Could you shift every point coordinate in the answers of the data below by adding 49 to each number, while leaving the requests and their sample points unchanged? Write out all the lines again, requests included, starting at the line that contains "Where can the glass" and ending at the line that contains "<point>437,383</point>".
━━━ Entries provided
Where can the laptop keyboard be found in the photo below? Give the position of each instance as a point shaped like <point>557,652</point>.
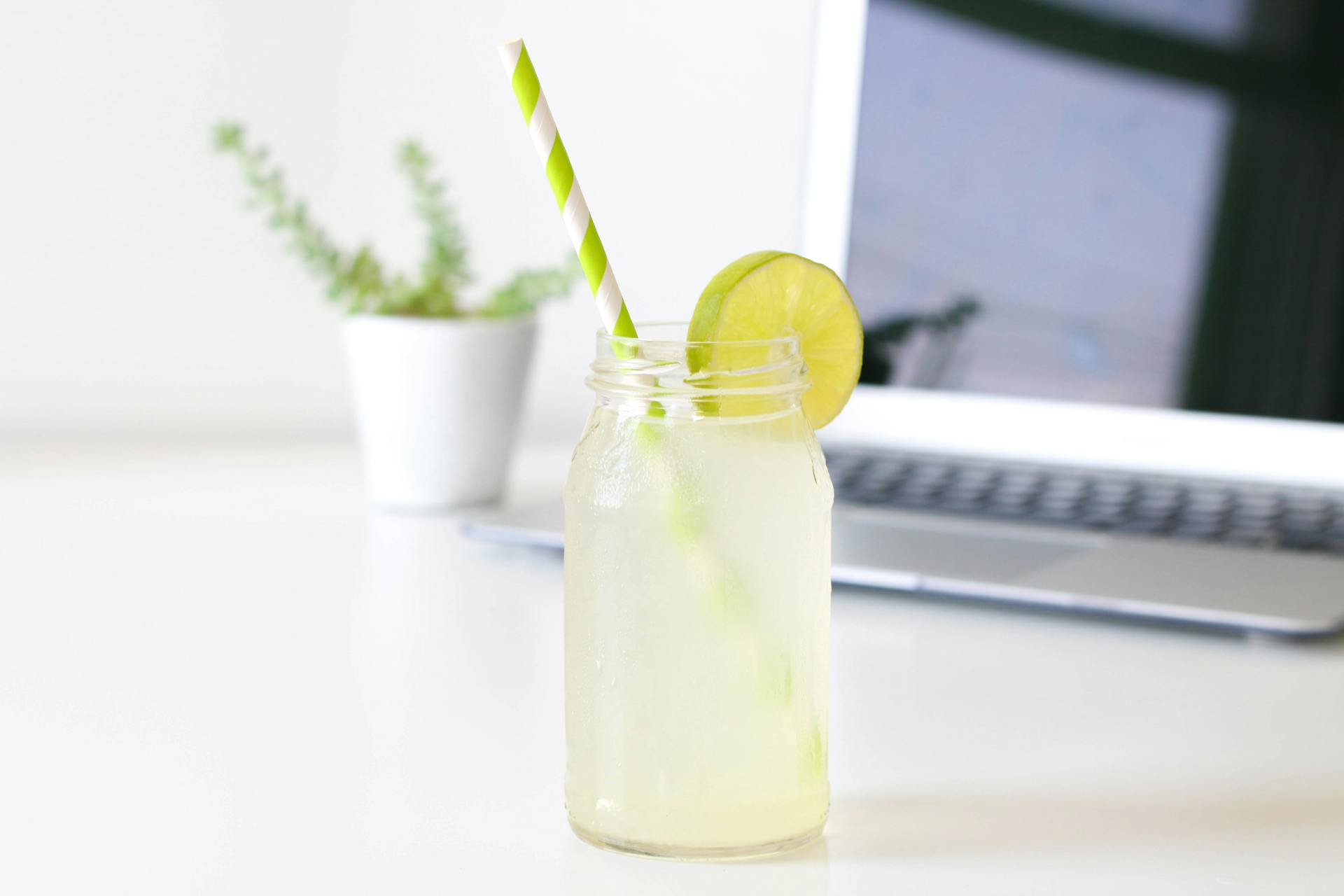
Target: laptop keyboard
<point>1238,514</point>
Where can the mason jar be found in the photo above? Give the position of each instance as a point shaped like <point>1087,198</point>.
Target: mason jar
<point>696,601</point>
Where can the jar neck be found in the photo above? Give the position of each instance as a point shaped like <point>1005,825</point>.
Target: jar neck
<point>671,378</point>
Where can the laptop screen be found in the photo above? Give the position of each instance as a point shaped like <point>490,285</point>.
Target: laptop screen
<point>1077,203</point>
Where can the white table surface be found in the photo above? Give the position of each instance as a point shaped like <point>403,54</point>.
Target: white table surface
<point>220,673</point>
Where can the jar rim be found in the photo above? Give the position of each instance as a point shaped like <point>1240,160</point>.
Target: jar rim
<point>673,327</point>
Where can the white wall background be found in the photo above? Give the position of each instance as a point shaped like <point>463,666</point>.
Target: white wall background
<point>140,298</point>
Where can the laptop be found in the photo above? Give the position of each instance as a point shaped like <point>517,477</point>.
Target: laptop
━━━━━━
━━━ Entries provided
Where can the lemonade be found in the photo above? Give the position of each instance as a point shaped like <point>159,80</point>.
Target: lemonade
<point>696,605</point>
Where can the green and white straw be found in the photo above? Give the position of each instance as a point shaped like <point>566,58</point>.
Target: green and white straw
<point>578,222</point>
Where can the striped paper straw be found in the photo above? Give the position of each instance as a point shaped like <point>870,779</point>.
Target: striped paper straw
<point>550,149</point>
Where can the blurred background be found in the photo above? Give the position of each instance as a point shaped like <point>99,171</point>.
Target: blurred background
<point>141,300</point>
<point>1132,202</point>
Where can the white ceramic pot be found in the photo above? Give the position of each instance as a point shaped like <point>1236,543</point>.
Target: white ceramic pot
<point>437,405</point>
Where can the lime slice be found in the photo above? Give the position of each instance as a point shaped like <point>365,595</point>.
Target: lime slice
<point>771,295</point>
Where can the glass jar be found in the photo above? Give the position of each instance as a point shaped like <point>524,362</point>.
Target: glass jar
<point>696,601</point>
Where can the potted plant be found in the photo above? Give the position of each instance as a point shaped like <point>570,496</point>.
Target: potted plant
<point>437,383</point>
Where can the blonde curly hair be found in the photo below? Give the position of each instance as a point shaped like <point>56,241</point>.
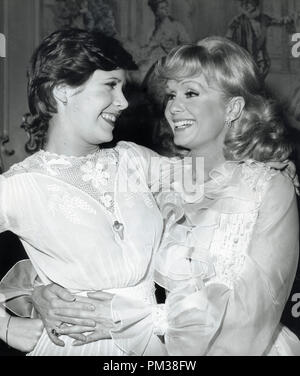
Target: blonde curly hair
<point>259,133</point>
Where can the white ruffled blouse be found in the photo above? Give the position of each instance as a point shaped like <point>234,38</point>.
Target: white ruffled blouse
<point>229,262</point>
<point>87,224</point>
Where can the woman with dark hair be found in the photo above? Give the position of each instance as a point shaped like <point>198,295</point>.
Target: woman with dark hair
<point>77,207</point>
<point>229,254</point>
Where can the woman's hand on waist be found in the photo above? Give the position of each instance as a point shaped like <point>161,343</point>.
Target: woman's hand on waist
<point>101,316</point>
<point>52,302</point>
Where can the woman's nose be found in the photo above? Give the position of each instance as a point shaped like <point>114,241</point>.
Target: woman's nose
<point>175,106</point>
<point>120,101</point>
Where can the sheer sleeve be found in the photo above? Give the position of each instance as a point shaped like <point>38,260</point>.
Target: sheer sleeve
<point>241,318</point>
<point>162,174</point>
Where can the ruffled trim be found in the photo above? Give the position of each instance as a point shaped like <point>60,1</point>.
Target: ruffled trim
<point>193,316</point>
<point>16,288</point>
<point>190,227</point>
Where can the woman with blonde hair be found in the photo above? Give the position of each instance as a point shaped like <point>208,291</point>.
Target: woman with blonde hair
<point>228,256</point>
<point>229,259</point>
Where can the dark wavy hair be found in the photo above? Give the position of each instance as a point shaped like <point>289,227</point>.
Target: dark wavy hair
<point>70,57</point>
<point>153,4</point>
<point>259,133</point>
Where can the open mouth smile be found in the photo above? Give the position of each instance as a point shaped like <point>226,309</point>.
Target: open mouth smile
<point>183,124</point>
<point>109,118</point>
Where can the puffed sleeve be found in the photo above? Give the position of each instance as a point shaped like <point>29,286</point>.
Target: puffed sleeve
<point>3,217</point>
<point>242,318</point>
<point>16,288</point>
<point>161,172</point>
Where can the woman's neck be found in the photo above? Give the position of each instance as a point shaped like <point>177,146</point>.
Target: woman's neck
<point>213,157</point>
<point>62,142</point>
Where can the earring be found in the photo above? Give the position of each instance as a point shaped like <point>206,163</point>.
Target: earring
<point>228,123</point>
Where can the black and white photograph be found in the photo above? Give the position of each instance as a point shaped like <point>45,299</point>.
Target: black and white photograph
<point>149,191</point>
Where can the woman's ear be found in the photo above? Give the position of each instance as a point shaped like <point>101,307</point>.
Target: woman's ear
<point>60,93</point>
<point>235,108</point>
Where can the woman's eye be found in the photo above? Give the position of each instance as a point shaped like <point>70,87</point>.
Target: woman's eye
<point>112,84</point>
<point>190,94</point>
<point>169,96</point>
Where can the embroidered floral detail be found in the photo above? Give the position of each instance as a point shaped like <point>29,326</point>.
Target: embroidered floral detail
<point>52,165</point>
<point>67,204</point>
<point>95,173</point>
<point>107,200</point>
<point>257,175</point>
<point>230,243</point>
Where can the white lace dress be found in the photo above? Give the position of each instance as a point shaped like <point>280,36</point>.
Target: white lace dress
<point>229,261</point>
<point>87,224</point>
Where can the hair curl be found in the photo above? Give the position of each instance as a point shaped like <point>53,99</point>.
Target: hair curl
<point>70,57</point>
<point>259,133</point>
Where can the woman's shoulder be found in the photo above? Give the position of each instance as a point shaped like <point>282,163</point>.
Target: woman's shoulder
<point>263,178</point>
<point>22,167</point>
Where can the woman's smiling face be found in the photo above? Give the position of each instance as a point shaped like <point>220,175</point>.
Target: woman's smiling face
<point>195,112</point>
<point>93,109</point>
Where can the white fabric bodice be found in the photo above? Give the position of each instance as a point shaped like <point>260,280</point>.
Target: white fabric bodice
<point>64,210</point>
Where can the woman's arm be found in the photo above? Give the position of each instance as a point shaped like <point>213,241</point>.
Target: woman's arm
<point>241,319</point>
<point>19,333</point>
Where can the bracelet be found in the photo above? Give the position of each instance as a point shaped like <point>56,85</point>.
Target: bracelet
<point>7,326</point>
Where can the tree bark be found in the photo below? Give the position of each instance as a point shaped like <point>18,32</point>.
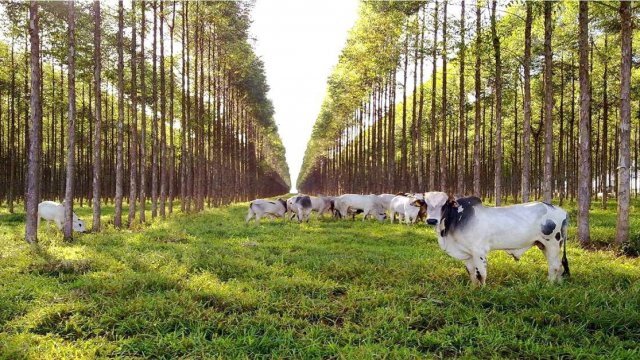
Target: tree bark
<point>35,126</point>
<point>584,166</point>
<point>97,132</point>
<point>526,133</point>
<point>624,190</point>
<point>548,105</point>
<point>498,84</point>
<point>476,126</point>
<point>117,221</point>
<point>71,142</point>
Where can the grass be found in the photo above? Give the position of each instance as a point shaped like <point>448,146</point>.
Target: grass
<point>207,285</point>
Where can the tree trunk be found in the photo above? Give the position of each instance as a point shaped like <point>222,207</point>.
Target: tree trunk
━━━━━━
━━━ Entries provided
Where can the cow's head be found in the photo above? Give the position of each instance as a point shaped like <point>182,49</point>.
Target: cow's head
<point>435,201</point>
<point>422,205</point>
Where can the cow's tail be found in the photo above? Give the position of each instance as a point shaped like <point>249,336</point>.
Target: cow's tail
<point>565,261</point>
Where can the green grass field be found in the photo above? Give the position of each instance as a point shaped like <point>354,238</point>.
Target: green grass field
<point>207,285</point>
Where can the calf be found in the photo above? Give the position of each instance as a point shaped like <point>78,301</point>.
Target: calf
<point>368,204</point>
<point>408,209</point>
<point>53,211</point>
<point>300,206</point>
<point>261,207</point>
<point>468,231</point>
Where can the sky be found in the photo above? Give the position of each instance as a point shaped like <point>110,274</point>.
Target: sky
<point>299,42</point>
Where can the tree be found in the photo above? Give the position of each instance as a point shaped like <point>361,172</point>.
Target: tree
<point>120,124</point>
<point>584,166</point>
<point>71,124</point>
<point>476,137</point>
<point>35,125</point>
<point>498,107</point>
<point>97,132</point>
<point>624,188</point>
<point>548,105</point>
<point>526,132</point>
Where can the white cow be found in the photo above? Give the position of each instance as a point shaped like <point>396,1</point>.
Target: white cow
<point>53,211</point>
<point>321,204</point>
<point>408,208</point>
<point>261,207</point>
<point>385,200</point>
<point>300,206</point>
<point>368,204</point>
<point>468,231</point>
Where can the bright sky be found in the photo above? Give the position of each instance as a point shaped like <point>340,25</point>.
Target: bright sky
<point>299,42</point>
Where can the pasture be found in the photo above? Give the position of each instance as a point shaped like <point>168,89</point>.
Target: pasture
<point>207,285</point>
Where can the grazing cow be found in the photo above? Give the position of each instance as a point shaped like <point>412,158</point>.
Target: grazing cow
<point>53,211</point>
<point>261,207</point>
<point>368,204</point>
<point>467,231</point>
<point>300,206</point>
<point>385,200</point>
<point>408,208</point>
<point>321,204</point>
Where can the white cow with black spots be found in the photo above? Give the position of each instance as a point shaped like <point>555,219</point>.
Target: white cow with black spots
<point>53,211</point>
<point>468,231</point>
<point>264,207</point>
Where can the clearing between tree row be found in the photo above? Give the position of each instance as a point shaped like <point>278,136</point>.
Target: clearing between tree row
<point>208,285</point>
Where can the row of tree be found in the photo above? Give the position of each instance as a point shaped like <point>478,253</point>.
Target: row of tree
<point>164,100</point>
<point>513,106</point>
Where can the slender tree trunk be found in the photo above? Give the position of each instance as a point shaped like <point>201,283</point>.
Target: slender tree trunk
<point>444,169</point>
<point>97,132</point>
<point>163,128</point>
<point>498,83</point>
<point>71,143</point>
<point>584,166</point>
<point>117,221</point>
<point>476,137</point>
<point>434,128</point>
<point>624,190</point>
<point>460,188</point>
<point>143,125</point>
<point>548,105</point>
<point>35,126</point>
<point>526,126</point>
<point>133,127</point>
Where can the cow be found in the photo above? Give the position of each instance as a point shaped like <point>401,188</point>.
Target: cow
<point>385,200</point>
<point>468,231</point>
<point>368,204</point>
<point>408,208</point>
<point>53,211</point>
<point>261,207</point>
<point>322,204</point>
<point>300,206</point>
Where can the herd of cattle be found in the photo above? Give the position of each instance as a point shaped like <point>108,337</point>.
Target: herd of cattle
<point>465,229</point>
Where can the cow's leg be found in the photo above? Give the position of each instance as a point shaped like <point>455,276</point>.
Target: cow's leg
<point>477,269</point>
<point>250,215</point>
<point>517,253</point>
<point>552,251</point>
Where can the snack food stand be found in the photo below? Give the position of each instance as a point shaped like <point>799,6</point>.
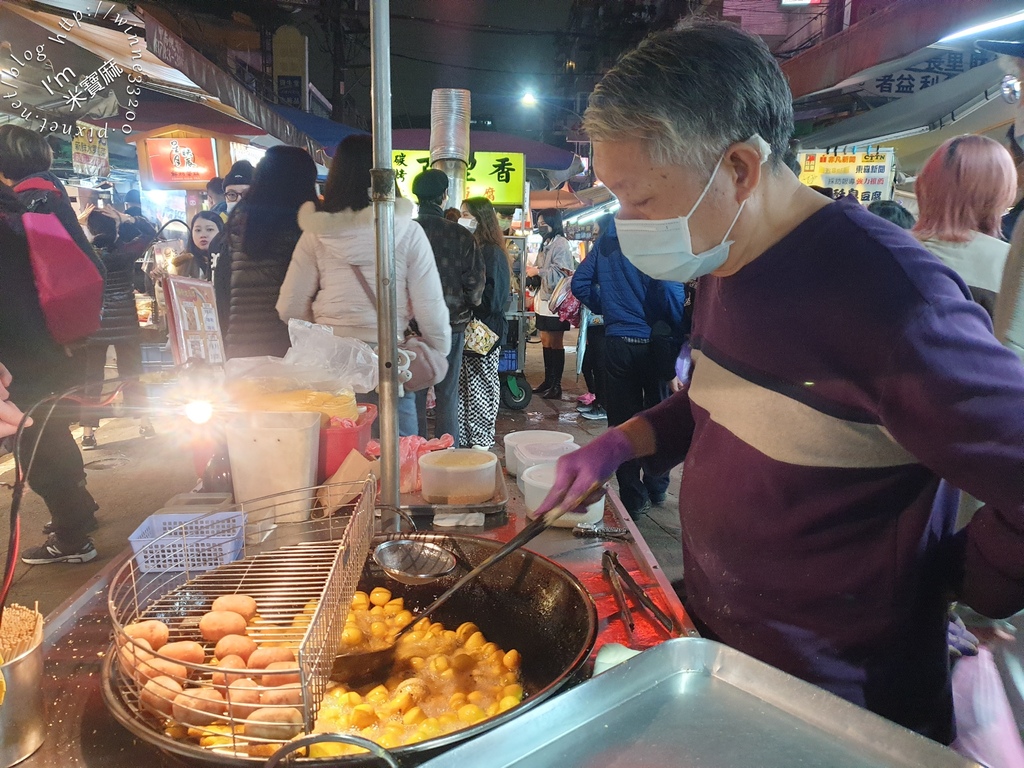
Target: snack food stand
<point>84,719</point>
━━━━━━
The answer:
Where can the glass jar be found in the photo above? Give the position of each instance as a point shaped like <point>524,362</point>.
Target: glass jar
<point>745,650</point>
Where can the potted plant be found in the photo above? Give the position of each instance as a point shaped like <point>570,496</point>.
Target: potted plant
<point>486,432</point>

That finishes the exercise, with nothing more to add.